» PROBLEM REQUIREMENTS: Each entry must be reproduced precisely as it stands.

» DATA FOR THE TASK:
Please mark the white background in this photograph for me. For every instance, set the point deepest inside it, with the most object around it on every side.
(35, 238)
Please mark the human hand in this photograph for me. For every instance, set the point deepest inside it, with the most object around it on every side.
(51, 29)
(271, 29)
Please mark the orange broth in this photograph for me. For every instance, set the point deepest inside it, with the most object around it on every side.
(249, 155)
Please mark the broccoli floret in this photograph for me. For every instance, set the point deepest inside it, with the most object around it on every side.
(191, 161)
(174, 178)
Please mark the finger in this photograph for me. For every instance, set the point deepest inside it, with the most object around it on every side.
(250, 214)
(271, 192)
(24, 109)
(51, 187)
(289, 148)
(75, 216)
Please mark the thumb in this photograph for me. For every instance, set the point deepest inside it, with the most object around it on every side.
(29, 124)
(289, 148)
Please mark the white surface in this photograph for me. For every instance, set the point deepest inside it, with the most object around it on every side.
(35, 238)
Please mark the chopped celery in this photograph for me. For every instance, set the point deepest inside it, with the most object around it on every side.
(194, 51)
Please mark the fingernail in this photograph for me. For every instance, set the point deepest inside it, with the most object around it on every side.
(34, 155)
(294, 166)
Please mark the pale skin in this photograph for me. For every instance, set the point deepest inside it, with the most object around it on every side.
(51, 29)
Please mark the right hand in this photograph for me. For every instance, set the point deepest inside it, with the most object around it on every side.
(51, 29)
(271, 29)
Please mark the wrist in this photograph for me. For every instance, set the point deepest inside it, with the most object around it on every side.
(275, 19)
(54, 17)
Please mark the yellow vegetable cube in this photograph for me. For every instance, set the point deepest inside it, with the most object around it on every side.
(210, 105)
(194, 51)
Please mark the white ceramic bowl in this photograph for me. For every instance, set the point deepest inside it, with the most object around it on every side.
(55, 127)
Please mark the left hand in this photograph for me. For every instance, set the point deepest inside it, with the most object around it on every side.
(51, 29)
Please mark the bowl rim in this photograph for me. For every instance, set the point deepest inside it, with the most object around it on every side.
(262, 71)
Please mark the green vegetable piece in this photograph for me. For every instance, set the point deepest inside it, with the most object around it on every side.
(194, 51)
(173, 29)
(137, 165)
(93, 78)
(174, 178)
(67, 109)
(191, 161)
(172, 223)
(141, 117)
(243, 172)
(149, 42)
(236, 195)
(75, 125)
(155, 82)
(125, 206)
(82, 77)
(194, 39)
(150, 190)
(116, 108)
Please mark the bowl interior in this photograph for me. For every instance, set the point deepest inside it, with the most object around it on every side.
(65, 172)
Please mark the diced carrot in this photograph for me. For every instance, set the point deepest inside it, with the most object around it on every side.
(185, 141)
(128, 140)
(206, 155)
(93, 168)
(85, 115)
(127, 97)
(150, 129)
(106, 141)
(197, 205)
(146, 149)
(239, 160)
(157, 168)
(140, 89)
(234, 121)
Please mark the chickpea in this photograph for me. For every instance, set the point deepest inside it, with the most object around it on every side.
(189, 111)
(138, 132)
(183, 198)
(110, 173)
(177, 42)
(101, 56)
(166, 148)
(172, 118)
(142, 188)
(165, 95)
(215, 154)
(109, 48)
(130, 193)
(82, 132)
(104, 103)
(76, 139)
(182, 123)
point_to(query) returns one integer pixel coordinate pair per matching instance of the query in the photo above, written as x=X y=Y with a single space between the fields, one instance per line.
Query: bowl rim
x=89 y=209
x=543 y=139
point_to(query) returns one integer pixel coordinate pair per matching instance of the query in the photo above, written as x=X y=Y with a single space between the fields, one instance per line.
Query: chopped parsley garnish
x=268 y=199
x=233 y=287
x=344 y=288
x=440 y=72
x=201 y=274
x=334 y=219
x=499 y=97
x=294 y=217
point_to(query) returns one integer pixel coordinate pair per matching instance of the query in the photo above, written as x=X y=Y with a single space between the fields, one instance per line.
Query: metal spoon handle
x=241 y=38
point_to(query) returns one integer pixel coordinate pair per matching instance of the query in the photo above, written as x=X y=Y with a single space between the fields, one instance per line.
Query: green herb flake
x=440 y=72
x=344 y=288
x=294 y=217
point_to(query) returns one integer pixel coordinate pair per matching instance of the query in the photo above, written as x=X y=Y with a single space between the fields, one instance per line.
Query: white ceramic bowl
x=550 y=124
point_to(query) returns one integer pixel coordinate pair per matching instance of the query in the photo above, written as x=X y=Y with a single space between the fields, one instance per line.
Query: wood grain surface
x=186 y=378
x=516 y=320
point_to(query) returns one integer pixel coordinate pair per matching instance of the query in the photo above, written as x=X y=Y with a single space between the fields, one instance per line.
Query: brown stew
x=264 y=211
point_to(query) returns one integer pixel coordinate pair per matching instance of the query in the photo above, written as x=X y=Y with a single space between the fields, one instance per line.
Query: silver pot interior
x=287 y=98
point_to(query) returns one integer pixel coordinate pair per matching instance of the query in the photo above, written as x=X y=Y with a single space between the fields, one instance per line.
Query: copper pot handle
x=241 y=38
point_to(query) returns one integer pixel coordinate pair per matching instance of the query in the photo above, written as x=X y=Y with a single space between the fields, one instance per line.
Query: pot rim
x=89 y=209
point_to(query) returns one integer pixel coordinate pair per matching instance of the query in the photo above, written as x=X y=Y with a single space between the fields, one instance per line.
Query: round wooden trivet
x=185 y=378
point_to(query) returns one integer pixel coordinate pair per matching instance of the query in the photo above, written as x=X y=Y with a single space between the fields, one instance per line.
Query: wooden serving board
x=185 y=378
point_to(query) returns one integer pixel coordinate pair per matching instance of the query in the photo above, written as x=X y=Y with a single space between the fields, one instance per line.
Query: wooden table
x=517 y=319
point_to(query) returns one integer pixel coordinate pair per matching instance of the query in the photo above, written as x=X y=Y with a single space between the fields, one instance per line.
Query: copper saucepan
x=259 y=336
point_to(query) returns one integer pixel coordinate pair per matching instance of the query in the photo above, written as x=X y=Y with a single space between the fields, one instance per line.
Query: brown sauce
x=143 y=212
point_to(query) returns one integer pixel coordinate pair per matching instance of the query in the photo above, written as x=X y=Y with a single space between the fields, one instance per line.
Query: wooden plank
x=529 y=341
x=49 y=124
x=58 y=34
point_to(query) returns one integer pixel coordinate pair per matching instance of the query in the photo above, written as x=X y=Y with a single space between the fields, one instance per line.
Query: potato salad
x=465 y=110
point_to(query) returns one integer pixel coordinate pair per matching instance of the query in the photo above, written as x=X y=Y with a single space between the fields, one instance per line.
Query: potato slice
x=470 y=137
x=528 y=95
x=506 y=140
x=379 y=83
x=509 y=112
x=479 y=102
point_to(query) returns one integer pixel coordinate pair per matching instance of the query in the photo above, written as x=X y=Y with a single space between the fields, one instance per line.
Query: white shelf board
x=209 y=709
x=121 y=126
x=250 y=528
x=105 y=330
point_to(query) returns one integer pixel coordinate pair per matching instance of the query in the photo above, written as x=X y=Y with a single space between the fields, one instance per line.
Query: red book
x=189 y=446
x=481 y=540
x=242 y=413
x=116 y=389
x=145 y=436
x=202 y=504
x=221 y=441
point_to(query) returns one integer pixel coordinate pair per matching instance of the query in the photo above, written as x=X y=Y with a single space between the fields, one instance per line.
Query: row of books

» WRITTEN ANSWER:
Please mark the white background in this photograph for me. For every instance, set the point deepest inside it, with the most object around it on every side.
(35, 238)
Please mark the human hand in this photograph for me. For every instance, set the point deepest inside it, with the most object around it on every side.
(51, 29)
(271, 29)
Please mark the orange broth in this photograph for me. For every instance, set the point deepest inside it, with the most object around it on every side.
(249, 155)
Please mark the broccoli floret in this photograph for me. For every instance, set the point deepest inside it, with the most object around it on every side.
(191, 161)
(174, 178)
Please mark the finger in this photograph for me. For every instance, set the point deepest inside it, with the most object around it on every side.
(250, 214)
(271, 192)
(24, 109)
(51, 187)
(289, 148)
(75, 216)
Please mark the thumb in this photograph for me. For every instance, set the point deepest inside it, with the most object around it on every side.
(29, 124)
(289, 148)
Please mark the white surface in this photograph for me. For every instance, set the point deepest inside it, with the most object around it on every side.
(35, 238)
Please mark the chopped celery in this photograph for me. For every instance, set the point deepest inside it, with the most object around it on every side.
(194, 51)
Please mark the fingernail in this photograph for me. For every instance, set the point deepest inside it, with the most object around it on every side.
(34, 155)
(294, 166)
Please mark the pale skin in this photograph for me. For every instance, set the point deepest inside it, with the most object around it on every side.
(51, 29)
Please mark the right hand in this photograph for me. For every instance, set the point deepest inside it, with the most object around it on every side.
(51, 29)
(271, 29)
Please mark the wrist in this photograph for me. For every instance, set the point deepest inside it, with the most object around it on every side.
(275, 19)
(54, 17)
Please mark the yellow vegetable cube in this photograph for me. For every instance, set the point deepest inside it, with the most object around it on every side.
(210, 105)
(194, 51)
Please mark the white ceramic bowl in this photograph for me. For every instance, set the point deepest inside it, with the most object around it on every side.
(55, 127)
Please mark the left hand in this photograph for me. For every instance, set the point deepest inside it, with the most object around it on every side.
(51, 29)
Please mark the bowl rim in this photograph for me. For every instance, set the point deepest inside it, with the most object around it on every side.
(262, 71)
Please mark the green vegetable piece in this photograph for me. For every instance, set the point deepest inside it, with the most object around it on every side.
(194, 51)
(173, 29)
(137, 165)
(93, 78)
(174, 178)
(67, 109)
(191, 161)
(172, 223)
(141, 117)
(243, 172)
(149, 42)
(236, 195)
(75, 125)
(155, 82)
(125, 206)
(82, 77)
(194, 39)
(150, 190)
(116, 108)
Please mark the bowl interior in this photograph for me. For every instance, set the point deepest inside it, with the most object around it on every side.
(65, 172)
Please mark the diced carrot in this photograph for me. For every instance, set the point deepest inside it, with the most object around it on every side.
(185, 141)
(128, 140)
(206, 155)
(93, 168)
(85, 115)
(127, 97)
(150, 129)
(106, 141)
(197, 205)
(146, 149)
(239, 160)
(157, 168)
(140, 89)
(234, 121)
Please mark the chickpea in this photograph for me. For every instance, set the point deepest inside it, with the most object around it on every side.
(189, 111)
(138, 132)
(183, 198)
(110, 173)
(177, 42)
(101, 56)
(166, 148)
(172, 118)
(142, 188)
(165, 95)
(215, 154)
(109, 48)
(130, 193)
(82, 132)
(104, 103)
(76, 139)
(182, 123)
point_to(query) returns one integer pixel coordinate pair per matching instance of the query in the photo above, written as x=X y=Y with a single space between the fields, one instance per line.
Query: bowl rim
x=89 y=209
x=543 y=139
point_to(query) returns one integer pixel coordinate pair per matching instance of the query in the photo above, written as x=X y=Y with a single space between the fields, one instance per line.
Query: chopped parsley garnish
x=268 y=199
x=233 y=287
x=344 y=288
x=440 y=72
x=201 y=274
x=334 y=219
x=499 y=97
x=294 y=217
point_to(query) returns one integer pixel coordinate pair per matching instance of the query in the photo above, written as x=X y=Y with a single space between the fields, one instance per line.
Query: metal spoon handle
x=241 y=38
point_to(query) returns one integer pixel coordinate pair per matching instance of the query in the photo above, written as x=X y=Y with a single space between the fields, one instance per line.
Query: green herb flake
x=440 y=72
x=344 y=288
x=294 y=217
point_to(query) returns one integer pixel coordinate pair per matching instance of the query in the photo above, written as x=X y=Y with a single space between the fields, one instance per line.
Query: white ceramic bowl
x=550 y=124
point_to(query) returns one integer pixel coordinate pair per matching instance of the query in the photo above, written as x=X y=Y with a single space between the fields, one instance per line.
Query: wood grain surface
x=186 y=378
x=516 y=320
point_to(query) returns one integer pixel coordinate pair per matching instance of the query in the photo above, written as x=X y=Y with a single space between the fields, one instance per line.
Query: brown stew
x=264 y=211
point_to(query) returns one integer pixel coordinate pair per matching instance of the query in the photo above, written as x=X y=Y with a single space between the fields, one instance per line.
Query: silver pot interior
x=287 y=98
point_to(query) returns one integer pixel coordinate pair per matching instance of the query in the photo above, written as x=X y=Y with a single space between the fields, one instance per line.
Query: copper pot handle
x=241 y=38
point_to(query) returns one integer pixel coordinate pair per matching instance of the query in the photo above, written as x=X y=Y with a single space between the fields, one instance per line.
Query: pot rim
x=89 y=209
point_to(query) returns one integer pixel coordinate pair per matching instance of the query in the photo above, written as x=X y=Y with a single space between the fields, one instance per line.
Query: round wooden trivet
x=185 y=378
point_to(query) returns one integer pixel coordinate pair per matching instance of the query in the photo above, written as x=X y=Y with a single space between the fields, one instance per line.
Query: wooden serving board
x=185 y=378
point_to(query) returns one integer pixel coordinate pair per matching instance of the query in the photo above, written as x=X y=Y with a single space between the fields, one instance per line.
Query: wooden table
x=517 y=319
point_to(query) returns one integer pixel coordinate pair per matching instance of the query in the photo above, written as x=X y=Y with a single space between the fields, one instance per line.
Query: copper saucepan
x=259 y=336
point_to(query) returns one integer pixel coordinate pair per matching instance of the query in the photo above, written as x=X y=Y with a single space between the fields, one instance per line.
Query: brown sauce
x=143 y=212
point_to(query) returns one integer pixel coordinate pair per matching instance of the query in the photo above, written as x=X y=Y with a single space between the fields, one instance per line.
Query: wooden plank
x=529 y=341
x=49 y=124
x=58 y=34
point_to(query) returns one integer pixel coordinate pair per matching instance of the query in the photo above, written as x=X y=Y with a single space between the fields, one instance per line.
Query: potato salad
x=465 y=110
point_to(query) returns one integer pixel coordinate pair per matching instance of the query in the photo above, written as x=X y=Y with a single space between the fields, one instance per line.
Query: potato slice
x=470 y=137
x=528 y=95
x=506 y=140
x=379 y=83
x=509 y=112
x=479 y=102
point_to(query) returns one integer pixel coordinate pair per matching instance of the query in the photo above, written as x=X y=Y with a single space between the fields, one instance per line.
Query: white shelf board
x=209 y=709
x=121 y=126
x=250 y=528
x=105 y=330
point_to(query) returns one integer pixel coordinate pair per matching instance of the query in the photo above, written as x=X y=Y with a single space between the fields, one instance per line.
Query: red book
x=189 y=446
x=481 y=540
x=242 y=413
x=116 y=389
x=145 y=436
x=202 y=504
x=221 y=441
point_to(query) returns one integer pixel coordinate pair per matching instance of the query in the photo above, written as x=X y=Y with a single space between the fields, one instance per line.
Query: row of books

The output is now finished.